╭─ Dataset records

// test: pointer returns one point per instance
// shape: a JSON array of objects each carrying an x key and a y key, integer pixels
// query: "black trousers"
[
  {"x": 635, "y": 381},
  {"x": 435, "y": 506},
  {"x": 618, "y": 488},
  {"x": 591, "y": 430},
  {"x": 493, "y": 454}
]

╰─

__Problem description__:
Each entry above must be printed exactly as written.

__Result__:
// test: pointer returns one point per instance
// shape: a JSON array of objects each carrying an x key and a y key, integer pixels
// query: "black trousers"
[
  {"x": 635, "y": 381},
  {"x": 435, "y": 506},
  {"x": 618, "y": 488},
  {"x": 591, "y": 430},
  {"x": 493, "y": 454}
]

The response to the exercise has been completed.